* Task brief *
In the pellet stove thread below, which stove did Jonkman buy last year?

* Text shown *
# So why is Harman the only Manufacturer with a bottom feed design?



## Jonkman (Apr 30, 2016)

So I'm curious. I am pretty new to pellet stoves in the last year, and I hear the Harman vs. everybody else arguments, Harman is the best, blah blah blah. Now it may very well be that Harmans are the best, and they seem well built and the design of the bottom feed is interesting, vs dropping the pellets in like every other manufacturer does. So that begs the question, why is Harman the only one that does that type of pellet delivery and burning system? Why are 99% of all other pellet stoves the drop in a burn pot design? I would assume that the patent expired a long time ago for Harman's design, so others should be able to copy it or whatever. I mean, if it is better, why aren't other manufacturers doing so? I'm sure somebody here has an answer...


----------



## Tonyray (Apr 30, 2016)

Jonkman said:


> So I'm curious. I am pretty new to pellet stoves in the last year, and I hear the Harman vs. everybody else arguments, Harman is the best, blah blah blah. Now it may very well be that Harmans are the best, and they seem well built and the design of the bottom feed is interesting, vs dropping the pellets in like every other manufacturer does. So that begs the question, why is Harman the only one that does that type of pellet delivery and burning system? Why are 99% of all other pellet stoves the drop in a burn pot design? I would assume that the patent expired a long time ago for Harman's design, so others should be able to copy it or whatever. I mean, if it is better, why aren't other manufacturers doing so? I'm sure somebody here has an answer...


I really don't know but I assume there must be other stoves with similar setup..
btw: have a few friends who switched over to a Harman due to getting the dreaded Pellet dam alot..[Pellets stacking om top of each other then not feeding in.]
had to always buy short pellets so they wouldn't create the dam..


----------



## Jonkman (Apr 30, 2016)

Tonyray said:


> I really don't know but I assume there must be other stoves with similar setup..
> btw: have a few friends who switched over to a Harman due to getting the dreaded Pellet dam alot..[Pellets stacking om top of each other then not feeding in.]
> had to always buy short pellets so they wouldn't create the dam..



HI Tonyray,

I remember shopping for pellet stoves, and I am always researching them just because I'm weird that way, but I have yet to see another stove with the Harman style setup. I just figured it would be so more common than it is...it seems exclusive to Harman. I've never really heard of many people getting the pellet bridge like you say, but then again I am new. I bought a Quadrafire Castile last year, and used it all winter with zero issues.


----------



## Bioburner (Apr 30, 2016)

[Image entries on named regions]
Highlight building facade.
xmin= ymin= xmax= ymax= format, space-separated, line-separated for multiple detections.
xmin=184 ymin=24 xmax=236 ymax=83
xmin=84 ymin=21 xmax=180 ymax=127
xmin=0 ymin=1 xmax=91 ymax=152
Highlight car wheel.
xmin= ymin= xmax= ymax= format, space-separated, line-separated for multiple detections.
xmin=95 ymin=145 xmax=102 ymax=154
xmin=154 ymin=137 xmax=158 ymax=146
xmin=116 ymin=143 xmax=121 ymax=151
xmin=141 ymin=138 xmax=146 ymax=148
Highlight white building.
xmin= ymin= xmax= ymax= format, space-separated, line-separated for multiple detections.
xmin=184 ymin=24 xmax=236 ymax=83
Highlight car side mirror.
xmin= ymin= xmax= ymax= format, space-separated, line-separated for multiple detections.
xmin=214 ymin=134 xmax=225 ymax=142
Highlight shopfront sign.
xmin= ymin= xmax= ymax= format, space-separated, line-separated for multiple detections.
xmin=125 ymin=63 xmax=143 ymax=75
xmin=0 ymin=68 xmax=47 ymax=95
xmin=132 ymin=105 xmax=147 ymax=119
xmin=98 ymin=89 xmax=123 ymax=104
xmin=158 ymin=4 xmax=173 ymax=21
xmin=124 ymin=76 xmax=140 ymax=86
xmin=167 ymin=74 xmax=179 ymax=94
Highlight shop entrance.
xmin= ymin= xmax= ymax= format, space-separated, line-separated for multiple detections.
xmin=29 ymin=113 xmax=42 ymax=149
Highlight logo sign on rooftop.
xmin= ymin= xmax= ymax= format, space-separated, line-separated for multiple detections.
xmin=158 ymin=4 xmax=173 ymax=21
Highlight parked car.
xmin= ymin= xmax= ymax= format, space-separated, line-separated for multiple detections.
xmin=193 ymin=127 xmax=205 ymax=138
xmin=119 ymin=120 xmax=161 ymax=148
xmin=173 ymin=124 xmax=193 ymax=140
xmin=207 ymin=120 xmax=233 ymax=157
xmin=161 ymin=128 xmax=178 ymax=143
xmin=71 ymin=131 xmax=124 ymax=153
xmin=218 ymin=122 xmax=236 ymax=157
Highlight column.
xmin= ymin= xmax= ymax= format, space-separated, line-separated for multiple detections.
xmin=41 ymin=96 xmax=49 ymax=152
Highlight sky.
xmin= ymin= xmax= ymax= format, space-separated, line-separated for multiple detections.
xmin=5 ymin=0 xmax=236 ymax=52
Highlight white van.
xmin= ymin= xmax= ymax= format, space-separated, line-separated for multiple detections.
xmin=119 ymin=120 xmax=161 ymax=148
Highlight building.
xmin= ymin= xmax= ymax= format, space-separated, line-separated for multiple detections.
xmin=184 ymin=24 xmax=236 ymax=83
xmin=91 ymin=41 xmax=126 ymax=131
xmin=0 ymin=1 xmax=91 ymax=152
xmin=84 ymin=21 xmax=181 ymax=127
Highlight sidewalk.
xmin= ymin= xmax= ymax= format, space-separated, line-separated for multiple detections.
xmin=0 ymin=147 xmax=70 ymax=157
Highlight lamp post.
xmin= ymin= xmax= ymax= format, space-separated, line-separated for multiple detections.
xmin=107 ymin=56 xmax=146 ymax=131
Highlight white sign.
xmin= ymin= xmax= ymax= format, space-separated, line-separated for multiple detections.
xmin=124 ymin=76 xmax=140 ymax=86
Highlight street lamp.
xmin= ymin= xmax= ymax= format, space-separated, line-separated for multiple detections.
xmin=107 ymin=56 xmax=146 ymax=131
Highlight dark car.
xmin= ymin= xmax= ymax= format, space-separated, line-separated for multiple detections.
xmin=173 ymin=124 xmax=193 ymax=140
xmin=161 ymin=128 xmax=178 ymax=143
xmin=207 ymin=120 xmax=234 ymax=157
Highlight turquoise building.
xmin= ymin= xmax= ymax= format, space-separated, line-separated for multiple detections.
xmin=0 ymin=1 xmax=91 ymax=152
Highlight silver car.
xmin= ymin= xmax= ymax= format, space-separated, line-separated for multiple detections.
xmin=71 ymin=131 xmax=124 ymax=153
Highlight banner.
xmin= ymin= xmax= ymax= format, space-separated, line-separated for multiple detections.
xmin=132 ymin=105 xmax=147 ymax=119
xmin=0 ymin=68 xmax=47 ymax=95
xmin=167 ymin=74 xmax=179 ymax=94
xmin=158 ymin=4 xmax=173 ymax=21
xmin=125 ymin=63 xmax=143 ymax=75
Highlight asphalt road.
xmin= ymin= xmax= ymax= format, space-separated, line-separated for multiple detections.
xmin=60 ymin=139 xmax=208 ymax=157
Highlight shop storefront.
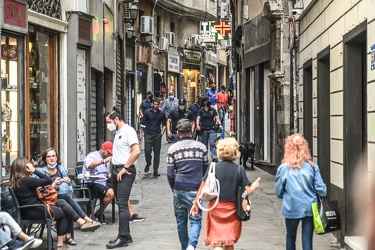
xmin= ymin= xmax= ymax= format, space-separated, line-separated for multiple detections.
xmin=183 ymin=50 xmax=204 ymax=106
xmin=165 ymin=53 xmax=182 ymax=97
xmin=0 ymin=0 xmax=27 ymax=180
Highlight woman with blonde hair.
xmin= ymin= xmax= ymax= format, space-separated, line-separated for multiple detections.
xmin=275 ymin=133 xmax=327 ymax=250
xmin=190 ymin=138 xmax=260 ymax=250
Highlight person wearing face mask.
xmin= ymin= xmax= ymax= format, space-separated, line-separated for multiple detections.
xmin=139 ymin=90 xmax=154 ymax=126
xmin=206 ymin=83 xmax=217 ymax=110
xmin=216 ymin=85 xmax=228 ymax=138
xmin=196 ymin=96 xmax=223 ymax=161
xmin=167 ymin=98 xmax=195 ymax=143
xmin=139 ymin=99 xmax=166 ymax=177
xmin=161 ymin=90 xmax=178 ymax=143
xmin=105 ymin=108 xmax=141 ymax=249
xmin=37 ymin=148 xmax=100 ymax=246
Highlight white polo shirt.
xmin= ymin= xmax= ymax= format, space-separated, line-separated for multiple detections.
xmin=112 ymin=124 xmax=139 ymax=165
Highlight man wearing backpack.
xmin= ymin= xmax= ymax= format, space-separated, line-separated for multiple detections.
xmin=167 ymin=118 xmax=208 ymax=250
xmin=161 ymin=90 xmax=178 ymax=143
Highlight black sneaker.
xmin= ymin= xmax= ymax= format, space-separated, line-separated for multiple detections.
xmin=7 ymin=239 xmax=34 ymax=250
xmin=125 ymin=234 xmax=133 ymax=243
xmin=130 ymin=214 xmax=146 ymax=222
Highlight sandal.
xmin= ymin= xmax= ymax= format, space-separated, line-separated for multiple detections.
xmin=64 ymin=237 xmax=77 ymax=246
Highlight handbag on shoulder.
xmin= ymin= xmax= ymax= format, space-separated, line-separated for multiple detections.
xmin=36 ymin=185 xmax=57 ymax=219
xmin=236 ymin=165 xmax=251 ymax=221
xmin=198 ymin=162 xmax=220 ymax=211
xmin=311 ymin=197 xmax=341 ymax=234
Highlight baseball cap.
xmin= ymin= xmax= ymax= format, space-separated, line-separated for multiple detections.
xmin=102 ymin=141 xmax=113 ymax=154
xmin=178 ymin=98 xmax=186 ymax=105
xmin=177 ymin=118 xmax=191 ymax=132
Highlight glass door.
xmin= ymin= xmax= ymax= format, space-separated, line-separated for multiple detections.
xmin=26 ymin=31 xmax=57 ymax=164
xmin=0 ymin=36 xmax=22 ymax=176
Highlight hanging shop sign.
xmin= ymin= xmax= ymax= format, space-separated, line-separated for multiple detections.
xmin=204 ymin=51 xmax=217 ymax=67
xmin=168 ymin=54 xmax=180 ymax=73
xmin=0 ymin=0 xmax=27 ymax=33
xmin=217 ymin=49 xmax=227 ymax=66
xmin=184 ymin=50 xmax=202 ymax=65
xmin=371 ymin=44 xmax=375 ymax=70
xmin=289 ymin=17 xmax=296 ymax=49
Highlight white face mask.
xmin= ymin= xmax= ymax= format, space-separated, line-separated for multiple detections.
xmin=107 ymin=123 xmax=116 ymax=131
xmin=47 ymin=162 xmax=57 ymax=168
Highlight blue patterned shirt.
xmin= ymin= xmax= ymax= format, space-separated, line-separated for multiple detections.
xmin=167 ymin=137 xmax=208 ymax=191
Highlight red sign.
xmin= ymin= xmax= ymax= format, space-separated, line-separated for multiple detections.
xmin=214 ymin=21 xmax=230 ymax=37
xmin=4 ymin=0 xmax=27 ymax=28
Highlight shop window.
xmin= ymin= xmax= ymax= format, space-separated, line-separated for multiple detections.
xmin=0 ymin=36 xmax=22 ymax=176
xmin=26 ymin=31 xmax=57 ymax=163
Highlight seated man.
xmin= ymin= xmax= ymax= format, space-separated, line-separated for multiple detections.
xmin=0 ymin=212 xmax=42 ymax=250
xmin=82 ymin=141 xmax=145 ymax=221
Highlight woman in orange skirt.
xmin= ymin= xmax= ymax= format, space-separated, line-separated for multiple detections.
xmin=190 ymin=138 xmax=260 ymax=250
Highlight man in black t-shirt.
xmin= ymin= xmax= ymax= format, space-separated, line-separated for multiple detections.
xmin=196 ymin=96 xmax=223 ymax=161
xmin=167 ymin=98 xmax=195 ymax=142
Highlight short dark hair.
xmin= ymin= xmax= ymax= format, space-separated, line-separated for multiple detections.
xmin=201 ymin=96 xmax=210 ymax=107
xmin=105 ymin=107 xmax=122 ymax=121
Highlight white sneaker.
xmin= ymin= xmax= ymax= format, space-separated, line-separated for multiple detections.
xmin=30 ymin=236 xmax=43 ymax=248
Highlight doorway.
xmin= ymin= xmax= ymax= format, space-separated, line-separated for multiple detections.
xmin=343 ymin=22 xmax=368 ymax=236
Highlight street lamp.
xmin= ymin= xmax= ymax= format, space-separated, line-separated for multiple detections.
xmin=126 ymin=3 xmax=139 ymax=39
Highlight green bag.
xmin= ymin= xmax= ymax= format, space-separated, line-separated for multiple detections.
xmin=311 ymin=197 xmax=341 ymax=234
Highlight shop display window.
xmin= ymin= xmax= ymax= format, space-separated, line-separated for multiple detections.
xmin=26 ymin=31 xmax=57 ymax=163
xmin=0 ymin=36 xmax=21 ymax=176
xmin=184 ymin=69 xmax=201 ymax=107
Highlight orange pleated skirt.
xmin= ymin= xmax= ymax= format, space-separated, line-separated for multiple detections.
xmin=204 ymin=200 xmax=242 ymax=246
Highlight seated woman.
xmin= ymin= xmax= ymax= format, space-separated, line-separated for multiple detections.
xmin=9 ymin=157 xmax=98 ymax=250
xmin=0 ymin=211 xmax=43 ymax=249
xmin=38 ymin=148 xmax=100 ymax=246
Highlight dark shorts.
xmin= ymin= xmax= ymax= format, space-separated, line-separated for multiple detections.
xmin=87 ymin=182 xmax=110 ymax=198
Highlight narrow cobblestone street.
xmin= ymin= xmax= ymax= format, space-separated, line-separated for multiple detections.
xmin=47 ymin=136 xmax=346 ymax=250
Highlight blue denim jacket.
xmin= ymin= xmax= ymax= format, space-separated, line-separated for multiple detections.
xmin=275 ymin=162 xmax=327 ymax=219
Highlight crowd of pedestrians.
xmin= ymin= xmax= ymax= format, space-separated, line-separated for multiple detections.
xmin=0 ymin=83 xmax=327 ymax=250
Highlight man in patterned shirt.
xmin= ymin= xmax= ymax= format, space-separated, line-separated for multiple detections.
xmin=167 ymin=119 xmax=208 ymax=250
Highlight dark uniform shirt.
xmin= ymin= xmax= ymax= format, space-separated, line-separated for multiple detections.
xmin=139 ymin=99 xmax=152 ymax=115
xmin=144 ymin=109 xmax=167 ymax=133
xmin=168 ymin=109 xmax=194 ymax=133
xmin=198 ymin=108 xmax=218 ymax=128
xmin=189 ymin=103 xmax=200 ymax=121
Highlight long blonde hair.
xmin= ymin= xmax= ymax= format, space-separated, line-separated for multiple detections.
xmin=282 ymin=133 xmax=314 ymax=168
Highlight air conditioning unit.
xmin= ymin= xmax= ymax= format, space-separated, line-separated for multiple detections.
xmin=158 ymin=37 xmax=169 ymax=52
xmin=140 ymin=16 xmax=154 ymax=35
xmin=191 ymin=34 xmax=200 ymax=45
xmin=124 ymin=2 xmax=131 ymax=20
xmin=165 ymin=32 xmax=175 ymax=47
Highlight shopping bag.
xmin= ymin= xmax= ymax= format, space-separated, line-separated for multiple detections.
xmin=311 ymin=197 xmax=341 ymax=234
xmin=198 ymin=162 xmax=220 ymax=211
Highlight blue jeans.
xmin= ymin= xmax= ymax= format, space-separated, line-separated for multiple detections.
xmin=285 ymin=216 xmax=314 ymax=250
xmin=173 ymin=189 xmax=202 ymax=250
xmin=202 ymin=130 xmax=217 ymax=160
xmin=112 ymin=165 xmax=137 ymax=239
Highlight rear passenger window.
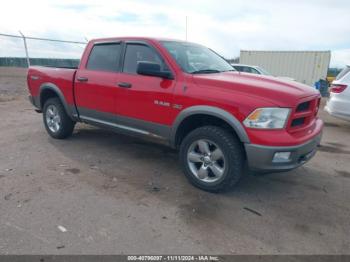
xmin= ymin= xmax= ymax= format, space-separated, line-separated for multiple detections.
xmin=123 ymin=44 xmax=169 ymax=74
xmin=86 ymin=43 xmax=120 ymax=72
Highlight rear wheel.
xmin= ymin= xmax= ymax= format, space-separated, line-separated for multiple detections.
xmin=180 ymin=126 xmax=244 ymax=192
xmin=43 ymin=97 xmax=75 ymax=139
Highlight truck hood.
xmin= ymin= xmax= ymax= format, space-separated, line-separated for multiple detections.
xmin=193 ymin=72 xmax=319 ymax=107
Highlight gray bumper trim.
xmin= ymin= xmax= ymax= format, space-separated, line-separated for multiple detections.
xmin=245 ymin=133 xmax=322 ymax=172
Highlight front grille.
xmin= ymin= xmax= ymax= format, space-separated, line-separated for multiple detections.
xmin=289 ymin=98 xmax=320 ymax=132
xmin=296 ymin=101 xmax=311 ymax=112
xmin=291 ymin=117 xmax=305 ymax=127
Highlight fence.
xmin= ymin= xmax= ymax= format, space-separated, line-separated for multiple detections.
xmin=0 ymin=32 xmax=87 ymax=67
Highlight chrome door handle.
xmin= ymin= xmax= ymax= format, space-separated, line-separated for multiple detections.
xmin=118 ymin=82 xmax=132 ymax=88
xmin=77 ymin=76 xmax=89 ymax=82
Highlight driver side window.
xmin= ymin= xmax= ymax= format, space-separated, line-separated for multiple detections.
xmin=123 ymin=44 xmax=169 ymax=74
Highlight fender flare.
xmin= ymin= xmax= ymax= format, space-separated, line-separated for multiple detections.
xmin=39 ymin=83 xmax=74 ymax=120
xmin=170 ymin=106 xmax=250 ymax=146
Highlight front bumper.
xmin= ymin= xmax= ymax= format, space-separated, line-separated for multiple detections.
xmin=28 ymin=95 xmax=41 ymax=112
xmin=245 ymin=132 xmax=322 ymax=172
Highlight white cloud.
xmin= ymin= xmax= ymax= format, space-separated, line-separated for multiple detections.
xmin=0 ymin=0 xmax=350 ymax=66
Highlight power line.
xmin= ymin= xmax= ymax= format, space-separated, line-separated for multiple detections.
xmin=0 ymin=33 xmax=87 ymax=45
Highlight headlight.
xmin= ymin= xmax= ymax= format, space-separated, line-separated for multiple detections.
xmin=243 ymin=107 xmax=290 ymax=129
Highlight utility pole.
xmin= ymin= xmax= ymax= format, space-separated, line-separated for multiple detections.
xmin=186 ymin=15 xmax=188 ymax=41
xmin=18 ymin=31 xmax=30 ymax=67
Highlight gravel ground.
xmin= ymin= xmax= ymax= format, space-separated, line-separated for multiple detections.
xmin=0 ymin=68 xmax=350 ymax=254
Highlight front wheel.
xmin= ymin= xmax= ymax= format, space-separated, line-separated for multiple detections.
xmin=180 ymin=126 xmax=244 ymax=192
xmin=43 ymin=97 xmax=75 ymax=139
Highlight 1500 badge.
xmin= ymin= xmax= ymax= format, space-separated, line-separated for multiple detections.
xmin=154 ymin=100 xmax=182 ymax=109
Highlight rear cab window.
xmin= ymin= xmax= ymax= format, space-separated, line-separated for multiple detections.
xmin=86 ymin=43 xmax=121 ymax=72
xmin=335 ymin=66 xmax=350 ymax=81
xmin=123 ymin=43 xmax=170 ymax=74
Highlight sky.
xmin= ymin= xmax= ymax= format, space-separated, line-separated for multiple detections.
xmin=0 ymin=0 xmax=350 ymax=67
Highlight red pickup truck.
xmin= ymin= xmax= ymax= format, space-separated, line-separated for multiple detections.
xmin=28 ymin=37 xmax=323 ymax=191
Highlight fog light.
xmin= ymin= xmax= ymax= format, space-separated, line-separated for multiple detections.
xmin=272 ymin=152 xmax=291 ymax=163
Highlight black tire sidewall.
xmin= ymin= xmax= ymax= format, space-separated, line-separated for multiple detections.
xmin=43 ymin=98 xmax=75 ymax=139
xmin=180 ymin=126 xmax=244 ymax=192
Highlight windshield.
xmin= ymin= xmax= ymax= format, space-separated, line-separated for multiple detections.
xmin=335 ymin=66 xmax=350 ymax=80
xmin=161 ymin=41 xmax=236 ymax=74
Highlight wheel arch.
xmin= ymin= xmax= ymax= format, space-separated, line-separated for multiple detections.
xmin=39 ymin=83 xmax=74 ymax=120
xmin=170 ymin=106 xmax=250 ymax=148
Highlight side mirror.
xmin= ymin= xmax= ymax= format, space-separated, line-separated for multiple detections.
xmin=136 ymin=62 xmax=174 ymax=79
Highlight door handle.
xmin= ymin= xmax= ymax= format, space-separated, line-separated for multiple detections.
xmin=77 ymin=76 xmax=89 ymax=82
xmin=118 ymin=82 xmax=132 ymax=88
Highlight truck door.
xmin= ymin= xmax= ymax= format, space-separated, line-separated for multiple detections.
xmin=117 ymin=42 xmax=175 ymax=133
xmin=74 ymin=42 xmax=121 ymax=124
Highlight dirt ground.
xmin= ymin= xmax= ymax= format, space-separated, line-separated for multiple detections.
xmin=0 ymin=68 xmax=350 ymax=254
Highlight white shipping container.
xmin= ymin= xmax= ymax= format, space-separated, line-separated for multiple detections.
xmin=239 ymin=50 xmax=331 ymax=86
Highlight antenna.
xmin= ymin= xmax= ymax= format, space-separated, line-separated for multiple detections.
xmin=186 ymin=15 xmax=188 ymax=41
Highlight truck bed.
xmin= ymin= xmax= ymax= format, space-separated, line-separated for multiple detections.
xmin=27 ymin=66 xmax=77 ymax=109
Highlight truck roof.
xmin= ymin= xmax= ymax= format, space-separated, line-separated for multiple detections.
xmin=89 ymin=36 xmax=186 ymax=42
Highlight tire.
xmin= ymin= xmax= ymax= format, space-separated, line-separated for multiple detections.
xmin=43 ymin=97 xmax=75 ymax=139
xmin=180 ymin=126 xmax=245 ymax=192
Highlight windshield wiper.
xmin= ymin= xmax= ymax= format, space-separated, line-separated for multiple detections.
xmin=191 ymin=69 xmax=221 ymax=74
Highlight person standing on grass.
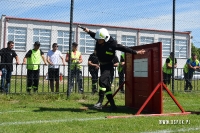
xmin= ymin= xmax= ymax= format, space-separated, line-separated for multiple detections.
xmin=88 ymin=50 xmax=99 ymax=95
xmin=23 ymin=41 xmax=47 ymax=94
xmin=110 ymin=55 xmax=119 ymax=86
xmin=65 ymin=42 xmax=84 ymax=94
xmin=47 ymin=43 xmax=66 ymax=92
xmin=162 ymin=52 xmax=177 ymax=85
xmin=0 ymin=41 xmax=19 ymax=93
xmin=117 ymin=53 xmax=125 ymax=93
xmin=183 ymin=53 xmax=200 ymax=92
xmin=83 ymin=28 xmax=145 ymax=112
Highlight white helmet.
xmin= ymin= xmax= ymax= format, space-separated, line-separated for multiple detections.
xmin=95 ymin=28 xmax=110 ymax=42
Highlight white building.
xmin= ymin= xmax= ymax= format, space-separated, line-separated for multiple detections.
xmin=0 ymin=15 xmax=191 ymax=74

* Exercise result *
A Quadrafire Castile.